(EXCERPTED DATA Opens)

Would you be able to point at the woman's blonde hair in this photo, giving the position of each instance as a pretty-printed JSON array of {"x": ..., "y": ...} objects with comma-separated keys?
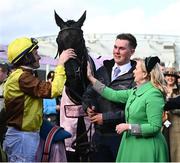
[{"x": 156, "y": 76}]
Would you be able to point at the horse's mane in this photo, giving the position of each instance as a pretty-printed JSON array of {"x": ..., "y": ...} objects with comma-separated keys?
[{"x": 71, "y": 36}]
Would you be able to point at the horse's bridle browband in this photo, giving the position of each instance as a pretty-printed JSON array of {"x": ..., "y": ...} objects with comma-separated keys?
[{"x": 68, "y": 28}]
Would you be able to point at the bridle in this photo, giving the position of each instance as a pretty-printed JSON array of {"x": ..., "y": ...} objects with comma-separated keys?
[{"x": 80, "y": 62}]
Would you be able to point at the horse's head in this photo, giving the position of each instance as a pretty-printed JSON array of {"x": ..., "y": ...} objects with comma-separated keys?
[{"x": 71, "y": 36}]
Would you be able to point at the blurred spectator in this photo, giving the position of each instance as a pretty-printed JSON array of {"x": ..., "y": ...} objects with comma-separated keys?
[{"x": 171, "y": 77}]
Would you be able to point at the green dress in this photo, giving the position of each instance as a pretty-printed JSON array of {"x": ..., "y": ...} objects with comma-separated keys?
[{"x": 144, "y": 107}]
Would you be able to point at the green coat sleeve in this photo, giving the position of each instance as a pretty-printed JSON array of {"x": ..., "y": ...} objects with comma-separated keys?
[{"x": 154, "y": 108}]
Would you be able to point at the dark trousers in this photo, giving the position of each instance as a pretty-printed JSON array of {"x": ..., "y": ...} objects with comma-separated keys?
[
  {"x": 53, "y": 118},
  {"x": 106, "y": 147}
]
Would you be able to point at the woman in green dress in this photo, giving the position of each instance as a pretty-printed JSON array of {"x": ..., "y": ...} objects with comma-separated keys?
[{"x": 142, "y": 138}]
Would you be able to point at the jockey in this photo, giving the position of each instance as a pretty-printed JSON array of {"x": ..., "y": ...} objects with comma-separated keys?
[{"x": 23, "y": 93}]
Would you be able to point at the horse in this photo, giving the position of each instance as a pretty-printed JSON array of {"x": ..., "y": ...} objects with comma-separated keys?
[{"x": 71, "y": 36}]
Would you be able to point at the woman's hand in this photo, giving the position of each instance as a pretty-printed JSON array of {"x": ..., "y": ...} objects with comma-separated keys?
[
  {"x": 65, "y": 56},
  {"x": 122, "y": 127},
  {"x": 89, "y": 74}
]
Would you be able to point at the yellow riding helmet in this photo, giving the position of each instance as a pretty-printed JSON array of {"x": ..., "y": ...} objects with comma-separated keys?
[{"x": 20, "y": 47}]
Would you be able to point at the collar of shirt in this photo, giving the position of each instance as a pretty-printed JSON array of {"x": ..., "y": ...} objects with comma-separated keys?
[{"x": 124, "y": 68}]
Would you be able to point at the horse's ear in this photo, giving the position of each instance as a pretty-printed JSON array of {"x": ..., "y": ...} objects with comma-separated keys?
[
  {"x": 81, "y": 20},
  {"x": 58, "y": 20}
]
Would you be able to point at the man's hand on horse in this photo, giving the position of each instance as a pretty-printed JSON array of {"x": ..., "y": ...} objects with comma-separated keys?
[
  {"x": 91, "y": 111},
  {"x": 66, "y": 55}
]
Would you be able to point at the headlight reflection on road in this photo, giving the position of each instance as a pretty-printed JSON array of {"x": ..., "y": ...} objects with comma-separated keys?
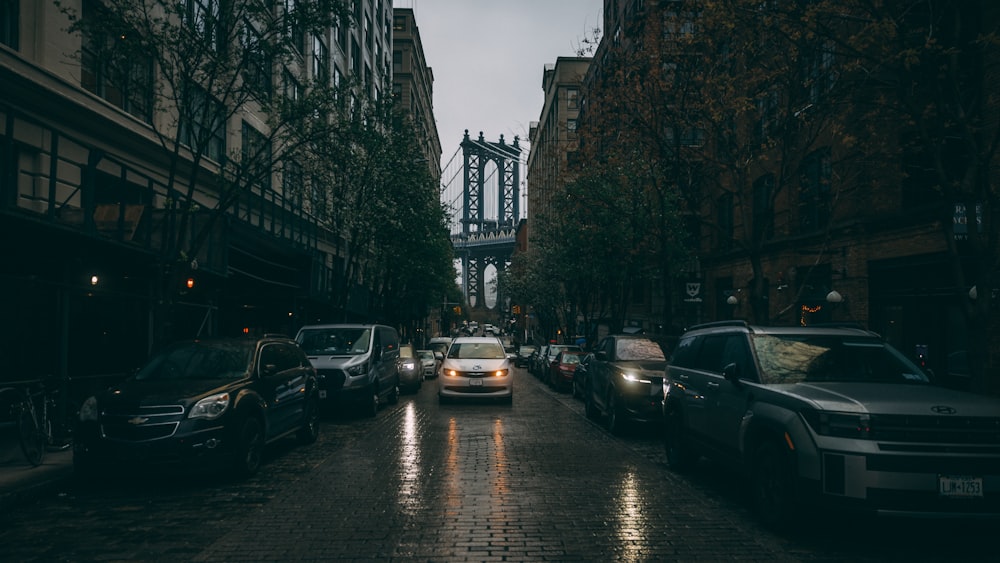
[
  {"x": 630, "y": 526},
  {"x": 409, "y": 463}
]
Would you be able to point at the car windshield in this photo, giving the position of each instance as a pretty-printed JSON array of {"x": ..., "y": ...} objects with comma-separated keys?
[
  {"x": 638, "y": 349},
  {"x": 198, "y": 360},
  {"x": 336, "y": 341},
  {"x": 477, "y": 350},
  {"x": 804, "y": 358}
]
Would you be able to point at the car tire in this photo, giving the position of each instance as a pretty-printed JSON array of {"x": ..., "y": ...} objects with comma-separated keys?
[
  {"x": 394, "y": 393},
  {"x": 774, "y": 495},
  {"x": 617, "y": 421},
  {"x": 681, "y": 457},
  {"x": 309, "y": 431},
  {"x": 249, "y": 448},
  {"x": 374, "y": 401},
  {"x": 593, "y": 413}
]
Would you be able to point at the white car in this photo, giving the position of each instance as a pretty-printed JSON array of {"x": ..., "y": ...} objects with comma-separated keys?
[{"x": 476, "y": 367}]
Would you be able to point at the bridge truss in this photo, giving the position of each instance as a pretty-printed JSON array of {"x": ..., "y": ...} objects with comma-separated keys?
[{"x": 485, "y": 233}]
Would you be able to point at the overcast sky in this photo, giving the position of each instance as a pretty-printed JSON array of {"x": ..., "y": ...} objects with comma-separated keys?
[{"x": 488, "y": 57}]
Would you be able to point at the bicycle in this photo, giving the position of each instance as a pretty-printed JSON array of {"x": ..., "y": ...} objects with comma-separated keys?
[{"x": 31, "y": 430}]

(EXCERPTED DATA Closes)

EXERCISE REQUIREMENTS: Give back the material above exactly as written, but omit the images.

PROBLEM SOLUTION:
Would you be able to point at the woman's blonde hair in this photo, giving the position of each instance as a pretty-printed JSON array of {"x": ..., "y": ...} objects with comma-separated keys?
[{"x": 156, "y": 76}]
Would you be able to point at the horse's mane in this photo, giving the position of each instance as a pretty-printed JSON array of {"x": ..., "y": ...} objects with comma-separated keys?
[{"x": 71, "y": 36}]
Would you be able to point at the horse's bridle browband in this photo, giving the position of each instance as a pretty-printed JSON array of {"x": ..., "y": ...} objects with comma-separated keys?
[{"x": 68, "y": 28}]
Would you be able to point at the bridle in this photo, giving the position of each instance as a pretty-printed JSON array of {"x": ..., "y": ...} objects with comma-separated keys?
[{"x": 80, "y": 62}]
Would you be able to point at the horse's head in this photo, giving the position of each instance as a pretty-printed JSON array of {"x": ..., "y": ...} objects with comma-separated keys?
[{"x": 71, "y": 36}]
Would you be able to point at the blurred spectator in this photo, giving the position of each instance as a pretty-printed JSON array of {"x": ..., "y": ...} objects with comma-separated keys?
[{"x": 171, "y": 77}]
Would you be able to point at the green dress in this photo, giving the position of each instance as a pretty-printed JSON array of {"x": ..., "y": ...} objects with comma-separated keys?
[{"x": 144, "y": 107}]
Would you be able to point at the green coat sleeve in this photo, giving the position of each instance as a pretty-printed JSON array of {"x": ..., "y": ...} objects with comma-separated keys?
[{"x": 154, "y": 108}]
Would you be able to point at the dark trousers in this photo, giving the position of each instance as a pretty-printed JSON array of {"x": ..., "y": ...} objects with comma-separated keys?
[
  {"x": 53, "y": 118},
  {"x": 106, "y": 147}
]
Would you be able to point at the woman in green dress in this photo, giving the position of each instance as a pretty-printed JSON array of {"x": ..., "y": ...} objects with comma-separated keys?
[{"x": 142, "y": 138}]
Would you be able to point at the jockey in this photo, giving the position of each instance as a pretty-printed JSON array of {"x": ..., "y": ...} objects with comma-separated keys?
[{"x": 23, "y": 93}]
Would you be able to point at the horse in this photo, giving the position of each instance as a pretty-printed JSON array of {"x": ..., "y": ...} objects with comma-separated keys?
[{"x": 71, "y": 36}]
Would you be able to point at the woman's hand in this photo, giving the position of each instance as a pretty-printed JSON array of {"x": ..., "y": ...} objects with comma-separated keys?
[
  {"x": 65, "y": 56},
  {"x": 122, "y": 127},
  {"x": 89, "y": 74}
]
Would you be able to point at the yellow riding helmet in this photo, giving the position of each instance as a pretty-printed JSON array of {"x": ..., "y": ...} objects with comma-separated keys?
[{"x": 20, "y": 47}]
Would you be able to point at the collar of shirt in this photo, giving the position of each instance as a pretty-printed JSON array of {"x": ..., "y": ...} objects with comma-separated keys?
[{"x": 124, "y": 68}]
Would you be able to point at the horse's ear in this photo, giving the position of each instance as a pretty-printed JSON array of {"x": ..., "y": ...} objects with comma-separated keys?
[
  {"x": 81, "y": 20},
  {"x": 58, "y": 20}
]
Would you be able to point at the man's hand on horse in this photo, giving the position of each instance as a pretty-printed JSON array of {"x": ..., "y": ...} objects with comma-separated keys?
[
  {"x": 91, "y": 111},
  {"x": 66, "y": 55}
]
Would you be able to point at the headlight reflection on road in this photo, giving the position of each instance as a pretty-printed JSON array of {"x": ..., "y": ...} objects with comma-separated keys?
[
  {"x": 630, "y": 526},
  {"x": 409, "y": 463}
]
Would you be able to point at the car windshield in this photo, giving the position of each instance as a pretty-printed JSON array of {"x": ..., "y": ...} objects with comma-separated keys?
[
  {"x": 638, "y": 349},
  {"x": 198, "y": 360},
  {"x": 336, "y": 341},
  {"x": 477, "y": 350},
  {"x": 804, "y": 358}
]
Would you be able to point at the car tire in this photo, giving the position of each instance as a pretty-printed JSON array of {"x": ..., "y": ...} objects with comma-separated keys?
[
  {"x": 394, "y": 393},
  {"x": 774, "y": 495},
  {"x": 617, "y": 421},
  {"x": 681, "y": 457},
  {"x": 309, "y": 431},
  {"x": 249, "y": 448},
  {"x": 374, "y": 401},
  {"x": 593, "y": 413}
]
Would you be able to point at the white car in this photo, giving the position of each instance as a pretty-printed JSON array of {"x": ..., "y": ...} objects with comma-separated keys?
[{"x": 476, "y": 367}]
Would you be able to point at the bridge truss in this photo, giving the position of each instance as a pretty-printed JSON array of {"x": ..., "y": ...} objects with comma-separated keys?
[{"x": 485, "y": 233}]
Would you be able to point at the overcast sky in this photo, giving the position of each instance as a pretty-printed JSON array of {"x": ..., "y": ...} objects with comma-separated keys?
[{"x": 488, "y": 57}]
Would you be able to point at the bicycle in this photo, giving the position of each instance as a pretty-printed JSON array of {"x": ..., "y": ...} objects with comma-separated keys?
[{"x": 31, "y": 430}]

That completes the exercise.